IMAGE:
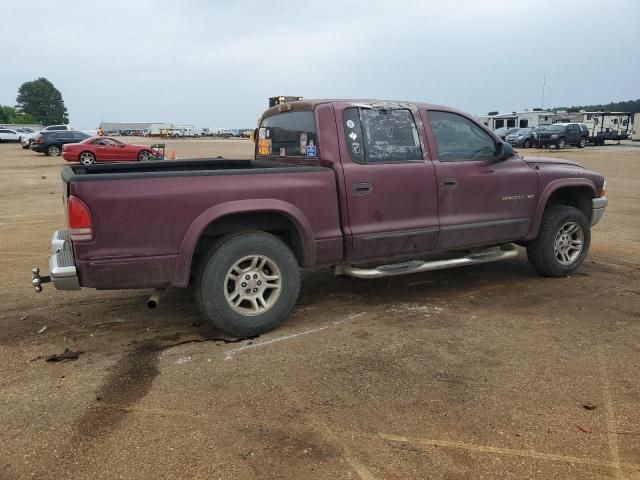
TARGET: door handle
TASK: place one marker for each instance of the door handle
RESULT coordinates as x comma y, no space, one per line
361,188
448,182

## Problem
Render every line of the records above as a Markdown table with the columns "No." and "Line", one numbered row per line. Leave out blank lines and the pictures.

## Output of the exercise
| No. | Line |
|---|---|
| 1 | IMAGE: |
| 2 | TARGET: door handle |
| 3 | TASK: place one marker for each instance of the door handle |
| 4 | RESULT coordinates as x comma y, no space, one per line |
| 5 | 361,188 |
| 6 | 448,182 |